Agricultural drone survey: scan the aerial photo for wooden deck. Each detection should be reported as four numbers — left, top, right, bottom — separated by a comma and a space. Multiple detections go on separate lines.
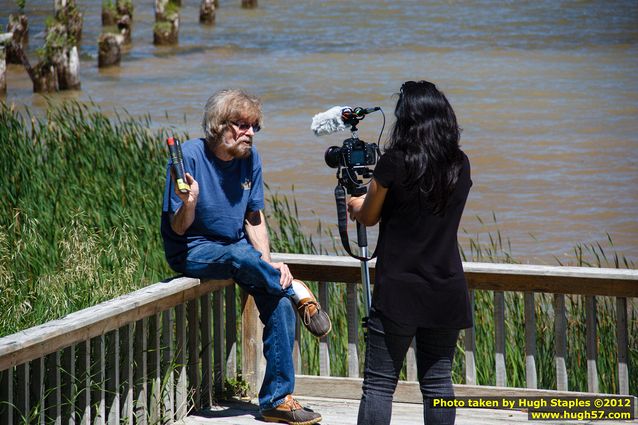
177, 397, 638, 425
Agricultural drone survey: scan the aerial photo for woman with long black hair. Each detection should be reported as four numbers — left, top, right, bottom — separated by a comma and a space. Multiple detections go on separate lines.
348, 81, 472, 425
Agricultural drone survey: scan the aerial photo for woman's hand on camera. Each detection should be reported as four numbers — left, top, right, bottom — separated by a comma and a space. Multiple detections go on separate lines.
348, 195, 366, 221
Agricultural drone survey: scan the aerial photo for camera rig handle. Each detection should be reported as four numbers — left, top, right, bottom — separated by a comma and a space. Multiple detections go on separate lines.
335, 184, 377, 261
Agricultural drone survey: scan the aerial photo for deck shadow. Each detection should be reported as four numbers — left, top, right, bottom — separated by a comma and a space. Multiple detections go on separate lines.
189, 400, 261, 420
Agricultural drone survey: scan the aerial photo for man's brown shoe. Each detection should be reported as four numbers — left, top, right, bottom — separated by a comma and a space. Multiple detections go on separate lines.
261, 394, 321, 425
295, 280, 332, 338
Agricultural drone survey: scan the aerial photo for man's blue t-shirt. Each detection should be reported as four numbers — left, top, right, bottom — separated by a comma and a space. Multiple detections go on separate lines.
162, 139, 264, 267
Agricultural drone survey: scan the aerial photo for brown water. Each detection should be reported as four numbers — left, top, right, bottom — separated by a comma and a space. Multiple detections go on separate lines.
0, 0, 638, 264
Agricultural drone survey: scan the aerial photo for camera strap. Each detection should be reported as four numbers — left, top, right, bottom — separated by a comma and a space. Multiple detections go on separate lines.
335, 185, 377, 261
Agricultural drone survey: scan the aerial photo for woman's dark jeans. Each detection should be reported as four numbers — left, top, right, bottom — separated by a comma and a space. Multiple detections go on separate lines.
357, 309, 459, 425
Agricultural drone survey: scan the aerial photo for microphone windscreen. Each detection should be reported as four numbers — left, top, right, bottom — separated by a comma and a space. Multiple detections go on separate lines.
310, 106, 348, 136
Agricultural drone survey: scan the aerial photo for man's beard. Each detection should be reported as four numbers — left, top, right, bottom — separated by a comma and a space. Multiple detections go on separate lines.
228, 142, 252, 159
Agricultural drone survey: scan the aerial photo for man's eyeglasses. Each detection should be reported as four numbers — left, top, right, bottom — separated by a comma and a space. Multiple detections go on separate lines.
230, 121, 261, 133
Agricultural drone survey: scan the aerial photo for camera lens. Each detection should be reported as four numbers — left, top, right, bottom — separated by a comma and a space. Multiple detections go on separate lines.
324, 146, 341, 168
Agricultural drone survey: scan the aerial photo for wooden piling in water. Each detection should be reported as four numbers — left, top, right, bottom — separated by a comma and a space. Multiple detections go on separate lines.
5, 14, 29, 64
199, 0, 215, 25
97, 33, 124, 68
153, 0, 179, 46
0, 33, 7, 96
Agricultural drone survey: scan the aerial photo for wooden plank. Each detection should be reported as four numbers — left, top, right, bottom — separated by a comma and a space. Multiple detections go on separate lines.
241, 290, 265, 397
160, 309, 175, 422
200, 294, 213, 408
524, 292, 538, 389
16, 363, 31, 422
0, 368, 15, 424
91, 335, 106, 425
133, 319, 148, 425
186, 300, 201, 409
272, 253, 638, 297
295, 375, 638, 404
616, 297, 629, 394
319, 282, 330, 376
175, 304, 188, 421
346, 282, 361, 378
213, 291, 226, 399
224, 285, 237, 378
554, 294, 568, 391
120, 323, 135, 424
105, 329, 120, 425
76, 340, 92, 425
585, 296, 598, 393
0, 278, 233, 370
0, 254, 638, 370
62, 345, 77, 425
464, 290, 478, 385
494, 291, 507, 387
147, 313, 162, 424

* * *

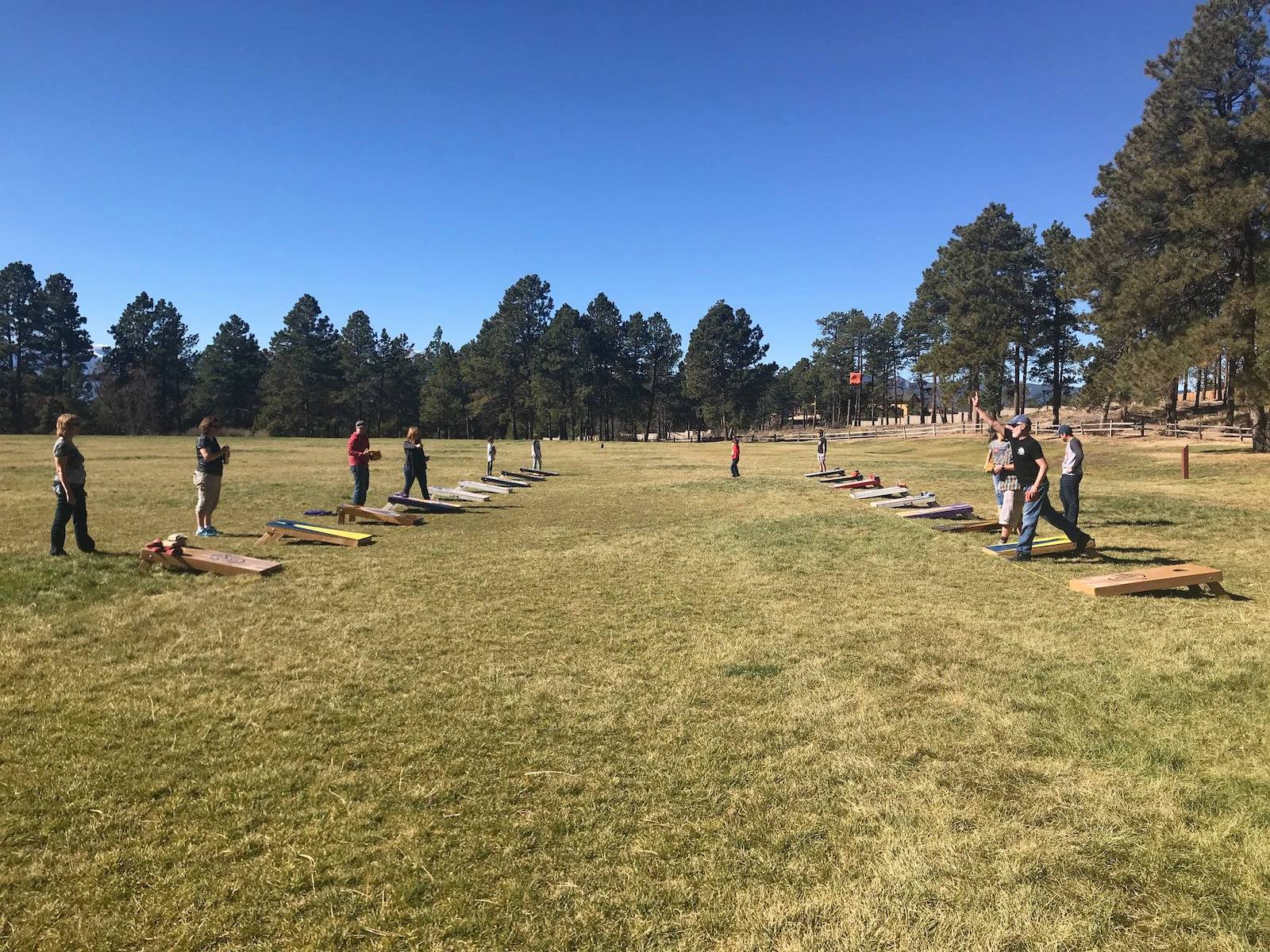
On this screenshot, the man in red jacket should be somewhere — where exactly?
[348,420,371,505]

Directions for this task:
Could you reproduce the material from the line with "for man's beard." to the line with "0, 33, 7, 96", switching "eyeglasses" to "glasses" and leaving everything else unchanged?

Answer for this exercise:
Agricultural drone survey: scan the aerial photo for man's beard. Each detection should be reported as four numbers — left, top, right, bottom — separated by a comma and a space. Multiple detections go on separate lines.
228, 142, 252, 159
Agricultural drone survey: scan the aerial photo for man's glasses. Each detection should be reported as four numbers — left, top, right, bottom — separated by a comma and a space. Multiple detections go on separate lines.
230, 121, 261, 133
Agricultural drone survey: scan the aerial photo for camera lens. Each detection should be reported as four numbers — left, top, right, bottom — separated by a comma and a space. Multiple detections go on separate lines.
324, 146, 341, 168
Agricultural drone survey: scan the aerial photo for wooden piling in water. Each detection should be reported as four numbers — left, top, right, bottom — separated by a comma and a space. Multiple detections go on separate lines.
5, 14, 29, 64
199, 0, 215, 25
97, 33, 124, 68
153, 0, 179, 46
0, 33, 7, 96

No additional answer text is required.